*** PASSAGE FOURNI ***
Effectivement, nous avons organisé la Fête de la Culture béninoise, qui a été
inspirée par une réalité : la misère ambiante dans laquelle végètent les
artistes de ce pays.
C'est
l'artiste, Sèdami, qui m'a demandé d'organiser cette fête, qui débouche sur
l'installation par des artistes de quatre maquis qui seront, pour eux, une
activité génératrice de revenus.
Pour
en revenir aux différentes activités de la soirée, on l’a démarrée avec mon mot
de bienvenue aux artistes. Et, il y a eu des prestations d'artistes comme Sèna
Joy, Aline D, la Compagnie Momby, de Tonton J, de ’’Coffi Danger’’, et de Da
Yovo, Johnny Ahossi, Ebawadé, Sambiéni, Eliane Chagas, Josette Loupéda, Sèdami,
et le grand frère, Nel Oliver.
Nous
avons eu des temps forts de la soirée, très appréciés, sans oublier le passage
des ’’Super Anges’’ d’Alladé Coffi, avec ses danseuses, et le ’’Zangbéto’’ qui
faisait des démonstrations, avec sa métamorphose en tortue et en pigeon, la
prestation des ’’As du Bénin’’ de Stanislas Dègbo et de ses splendides
danseuses, sans oublier le ’’Guèlèdè’’, et la magnifique prestation des enfants
d’Oscar Allossè.
***
__CONSIGNES__:
a – Reproduisez fidèlement l'extrait sur la Fête de la Culture béninoise, depuis « Effectivement, nous avons » jusqu'à « de ce pays. ».
b – Reprenez le récit de la Fête de la Culture béninoise et prolongez-le après sa dernière phrase.
*** LIGNES EXTRAITES ***
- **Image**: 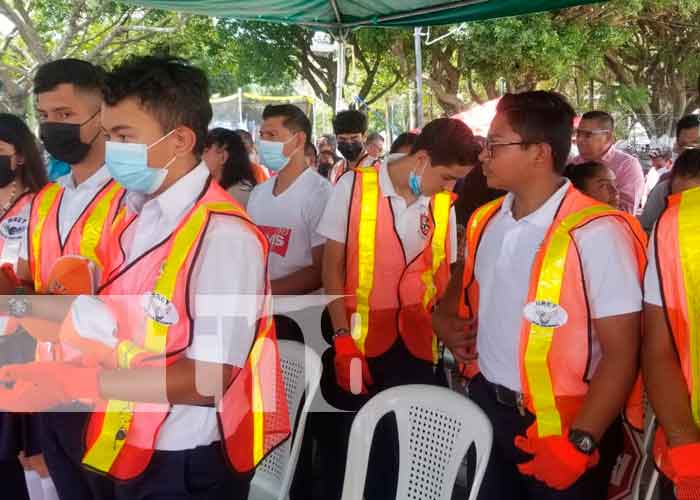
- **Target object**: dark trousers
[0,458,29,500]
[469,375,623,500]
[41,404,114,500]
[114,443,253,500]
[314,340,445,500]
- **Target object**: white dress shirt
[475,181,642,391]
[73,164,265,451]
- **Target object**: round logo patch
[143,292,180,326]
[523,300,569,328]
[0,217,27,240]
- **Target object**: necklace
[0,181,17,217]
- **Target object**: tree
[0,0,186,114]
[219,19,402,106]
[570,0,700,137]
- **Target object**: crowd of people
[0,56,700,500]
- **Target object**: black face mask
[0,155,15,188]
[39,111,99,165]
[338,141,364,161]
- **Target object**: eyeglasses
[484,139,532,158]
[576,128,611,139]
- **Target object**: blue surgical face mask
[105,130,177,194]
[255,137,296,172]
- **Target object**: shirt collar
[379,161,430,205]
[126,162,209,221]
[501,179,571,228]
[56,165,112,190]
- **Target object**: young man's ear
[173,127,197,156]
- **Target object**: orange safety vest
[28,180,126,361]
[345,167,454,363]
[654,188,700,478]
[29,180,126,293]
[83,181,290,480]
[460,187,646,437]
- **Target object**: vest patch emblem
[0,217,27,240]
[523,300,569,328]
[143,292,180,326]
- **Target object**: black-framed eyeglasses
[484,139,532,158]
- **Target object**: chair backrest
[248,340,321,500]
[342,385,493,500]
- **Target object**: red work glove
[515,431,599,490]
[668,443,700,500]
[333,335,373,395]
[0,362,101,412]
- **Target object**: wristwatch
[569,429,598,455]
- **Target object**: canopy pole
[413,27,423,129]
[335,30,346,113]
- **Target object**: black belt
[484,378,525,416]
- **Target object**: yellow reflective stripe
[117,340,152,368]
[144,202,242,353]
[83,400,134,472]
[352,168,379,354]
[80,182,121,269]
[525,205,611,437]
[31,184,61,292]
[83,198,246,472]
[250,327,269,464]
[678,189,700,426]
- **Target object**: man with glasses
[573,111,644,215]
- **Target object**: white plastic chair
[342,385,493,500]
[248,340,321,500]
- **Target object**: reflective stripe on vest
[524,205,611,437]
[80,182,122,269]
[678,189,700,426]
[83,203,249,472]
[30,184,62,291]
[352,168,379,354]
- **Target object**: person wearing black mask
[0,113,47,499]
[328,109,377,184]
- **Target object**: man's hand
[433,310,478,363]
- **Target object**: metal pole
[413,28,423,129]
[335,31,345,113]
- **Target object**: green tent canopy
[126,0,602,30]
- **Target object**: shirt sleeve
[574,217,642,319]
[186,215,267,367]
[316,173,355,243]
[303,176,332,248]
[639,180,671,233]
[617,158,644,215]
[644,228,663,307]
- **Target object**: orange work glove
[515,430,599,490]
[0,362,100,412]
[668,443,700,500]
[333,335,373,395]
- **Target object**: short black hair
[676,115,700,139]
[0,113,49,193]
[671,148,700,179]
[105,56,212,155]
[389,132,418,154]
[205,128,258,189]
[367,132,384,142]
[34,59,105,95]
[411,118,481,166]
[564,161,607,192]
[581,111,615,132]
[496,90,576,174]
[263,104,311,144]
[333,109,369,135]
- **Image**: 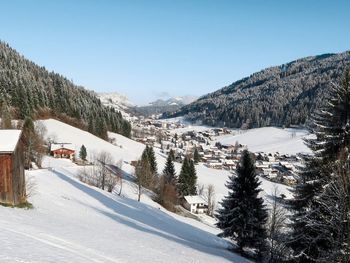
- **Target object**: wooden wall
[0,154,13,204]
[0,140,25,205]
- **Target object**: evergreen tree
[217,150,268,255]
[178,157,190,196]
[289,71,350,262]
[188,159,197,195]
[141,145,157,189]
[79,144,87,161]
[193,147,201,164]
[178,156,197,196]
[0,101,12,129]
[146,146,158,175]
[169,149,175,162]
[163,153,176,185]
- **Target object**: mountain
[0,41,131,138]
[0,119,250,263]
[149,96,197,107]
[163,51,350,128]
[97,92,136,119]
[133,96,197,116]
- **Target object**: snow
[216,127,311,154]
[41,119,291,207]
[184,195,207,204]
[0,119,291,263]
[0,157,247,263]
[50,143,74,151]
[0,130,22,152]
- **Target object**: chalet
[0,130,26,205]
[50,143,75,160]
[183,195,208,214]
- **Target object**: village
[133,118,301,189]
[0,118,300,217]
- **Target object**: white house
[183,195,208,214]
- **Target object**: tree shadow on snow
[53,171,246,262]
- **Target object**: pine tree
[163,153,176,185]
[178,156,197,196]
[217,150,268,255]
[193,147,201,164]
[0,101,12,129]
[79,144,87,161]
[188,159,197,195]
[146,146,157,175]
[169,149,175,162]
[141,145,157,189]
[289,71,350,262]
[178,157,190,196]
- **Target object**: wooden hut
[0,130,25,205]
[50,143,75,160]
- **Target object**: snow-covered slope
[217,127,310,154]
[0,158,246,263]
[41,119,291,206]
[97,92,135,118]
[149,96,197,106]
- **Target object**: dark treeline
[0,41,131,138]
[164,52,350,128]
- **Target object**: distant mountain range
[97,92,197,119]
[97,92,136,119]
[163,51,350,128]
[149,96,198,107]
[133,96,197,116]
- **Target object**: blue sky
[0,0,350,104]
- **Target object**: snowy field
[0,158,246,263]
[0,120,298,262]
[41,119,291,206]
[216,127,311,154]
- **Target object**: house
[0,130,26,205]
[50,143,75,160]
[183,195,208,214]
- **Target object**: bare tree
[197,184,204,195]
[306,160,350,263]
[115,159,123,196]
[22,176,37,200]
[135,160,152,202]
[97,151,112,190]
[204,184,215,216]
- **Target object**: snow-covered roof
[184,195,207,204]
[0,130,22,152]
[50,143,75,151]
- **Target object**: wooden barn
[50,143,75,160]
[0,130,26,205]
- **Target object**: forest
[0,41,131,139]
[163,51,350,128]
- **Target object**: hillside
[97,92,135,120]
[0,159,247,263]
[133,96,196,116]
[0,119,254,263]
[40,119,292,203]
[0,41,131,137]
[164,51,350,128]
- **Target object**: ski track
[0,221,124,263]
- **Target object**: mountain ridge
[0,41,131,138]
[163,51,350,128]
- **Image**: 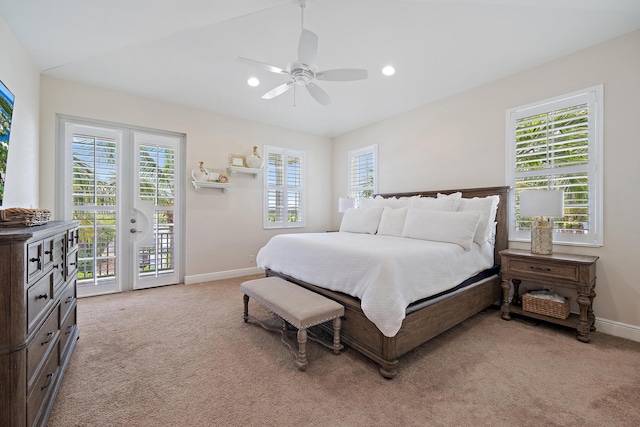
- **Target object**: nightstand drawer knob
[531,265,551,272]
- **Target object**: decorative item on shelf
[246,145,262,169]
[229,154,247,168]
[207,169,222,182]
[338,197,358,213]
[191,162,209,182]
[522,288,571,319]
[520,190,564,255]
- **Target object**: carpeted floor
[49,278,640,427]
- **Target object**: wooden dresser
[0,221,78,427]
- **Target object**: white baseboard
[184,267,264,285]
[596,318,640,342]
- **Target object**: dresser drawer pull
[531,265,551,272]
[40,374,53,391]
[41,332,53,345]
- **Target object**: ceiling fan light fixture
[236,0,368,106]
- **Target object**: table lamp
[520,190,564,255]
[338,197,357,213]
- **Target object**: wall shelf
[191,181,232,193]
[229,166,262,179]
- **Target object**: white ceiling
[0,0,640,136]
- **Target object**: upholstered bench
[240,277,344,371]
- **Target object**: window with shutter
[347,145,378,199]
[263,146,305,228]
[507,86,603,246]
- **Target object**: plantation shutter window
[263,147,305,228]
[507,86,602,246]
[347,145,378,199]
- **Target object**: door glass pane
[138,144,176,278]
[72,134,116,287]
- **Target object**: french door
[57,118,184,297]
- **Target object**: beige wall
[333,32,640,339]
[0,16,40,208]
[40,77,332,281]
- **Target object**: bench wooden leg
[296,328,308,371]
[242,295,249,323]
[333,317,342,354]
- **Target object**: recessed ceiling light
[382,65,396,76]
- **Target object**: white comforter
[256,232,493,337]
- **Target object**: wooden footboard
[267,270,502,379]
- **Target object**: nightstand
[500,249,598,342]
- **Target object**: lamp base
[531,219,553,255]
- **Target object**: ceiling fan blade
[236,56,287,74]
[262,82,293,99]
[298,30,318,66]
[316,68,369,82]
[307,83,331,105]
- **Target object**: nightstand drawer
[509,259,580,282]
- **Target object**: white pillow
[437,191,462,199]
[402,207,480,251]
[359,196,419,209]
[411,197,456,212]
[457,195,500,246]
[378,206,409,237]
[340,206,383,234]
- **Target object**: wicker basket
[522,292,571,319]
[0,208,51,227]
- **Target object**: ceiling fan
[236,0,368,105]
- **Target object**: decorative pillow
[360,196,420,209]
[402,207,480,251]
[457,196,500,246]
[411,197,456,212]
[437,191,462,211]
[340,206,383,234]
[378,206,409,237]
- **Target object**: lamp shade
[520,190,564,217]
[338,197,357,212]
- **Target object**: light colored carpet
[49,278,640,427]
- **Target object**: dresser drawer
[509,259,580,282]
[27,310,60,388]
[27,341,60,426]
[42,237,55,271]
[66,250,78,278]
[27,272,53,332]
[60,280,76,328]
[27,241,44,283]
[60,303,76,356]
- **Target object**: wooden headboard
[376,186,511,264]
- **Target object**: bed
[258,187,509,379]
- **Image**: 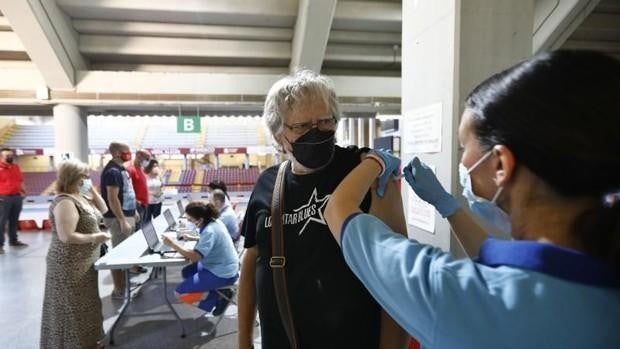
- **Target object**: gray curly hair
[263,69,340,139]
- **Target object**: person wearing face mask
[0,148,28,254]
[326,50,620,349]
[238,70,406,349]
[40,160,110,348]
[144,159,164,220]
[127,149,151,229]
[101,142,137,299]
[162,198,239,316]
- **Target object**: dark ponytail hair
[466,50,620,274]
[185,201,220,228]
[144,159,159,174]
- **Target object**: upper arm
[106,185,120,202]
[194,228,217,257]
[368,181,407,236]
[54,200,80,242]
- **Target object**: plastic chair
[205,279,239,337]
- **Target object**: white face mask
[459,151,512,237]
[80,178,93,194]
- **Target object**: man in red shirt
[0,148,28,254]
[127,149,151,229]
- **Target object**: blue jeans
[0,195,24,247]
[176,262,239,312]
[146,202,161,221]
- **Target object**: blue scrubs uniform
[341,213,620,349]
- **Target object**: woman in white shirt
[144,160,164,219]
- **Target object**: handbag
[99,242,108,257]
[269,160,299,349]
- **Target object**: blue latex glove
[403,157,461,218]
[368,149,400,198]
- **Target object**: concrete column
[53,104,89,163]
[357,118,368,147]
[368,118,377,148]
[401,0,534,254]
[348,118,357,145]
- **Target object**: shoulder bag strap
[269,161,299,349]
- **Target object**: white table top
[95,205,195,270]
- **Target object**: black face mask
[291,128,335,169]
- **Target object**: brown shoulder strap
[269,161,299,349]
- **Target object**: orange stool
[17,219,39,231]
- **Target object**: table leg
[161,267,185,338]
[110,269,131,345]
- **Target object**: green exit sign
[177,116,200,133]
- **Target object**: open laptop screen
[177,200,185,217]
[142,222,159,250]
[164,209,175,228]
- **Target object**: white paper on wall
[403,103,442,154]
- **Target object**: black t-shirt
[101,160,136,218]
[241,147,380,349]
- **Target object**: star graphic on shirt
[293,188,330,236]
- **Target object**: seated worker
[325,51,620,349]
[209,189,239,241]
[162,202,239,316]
***
__RÉPONSES RÉDIGÉES__:
a –
Effectivement, nous avons organisé la Fête de la Culture béninoise, qui a été
inspirée par une réalité : la misère ambiante dans laquelle végètent les
artistes de ce pays.

b –
Nous
avons surtout apprécié, pour la première fois, au Bénin, l'union sacrée entre
des artistes de toutes les catégories : plasticiens, hommes et femmes de
théâtre, du cinéma, des musiciens et des chanteurs.
Mon
grand regret, c'est l'absence de mes grands frères, Sagbohan Danialou et Tola
Koukoui. Mais, je ne désespère pas qu'ils seront avec nous à la 2ème édition,
en 2023.
Quel
bilan pouvez-vous établir de cette manifestation que vous avez préparée de longue
date ?
Avant
d'en arriver à un bilan, il reste la mise en place des activités génératrices
de revenus pour les artistes : les maquis. Nous avons commencé à les créer
avec, en premier lieu, celui de Charles Momby le fils du professeur Momby ; il
est quasiment fini.
Concernant
votre question, nous tirons un bilan positif de cette 1ère édition. Cette Fête
de la Culture béninoise a réuni tous les artistes, toutes catégories
confondues, et, ceci, pour la 1ère fois, depuis 1960.
J'attire
votre attention sur le fait qu'il est difficile à un artiste de sortir 2000
Francs, aujourd'hui, pour assister à un regroupement et, pourtant, nous
devrions remercier nos frères artistes qui ont fait l'effort de sortir 10200
Frs, et, qui, au finish, ne sont pas déçus. Tous les artistes en redemandent, y
compris ceux qui nous avaient critiqués, au début.
La
Fcb est-elle une réjouissance de plus, entre artistes béninois ?
Pas
du tout ! La Fête de la Culture béninoise n'est pas une réjouissance de plus.
Celle-ci en est une qui réunit tous les artistes et qui a une particularité :
les maquis que nous allons offrir à certains artistes.
Quelles
sont les raisons qui vous ont poussé à organiser la Fcb ?
La
misère ambiante dans laquelle nous autres, artistes, végétons.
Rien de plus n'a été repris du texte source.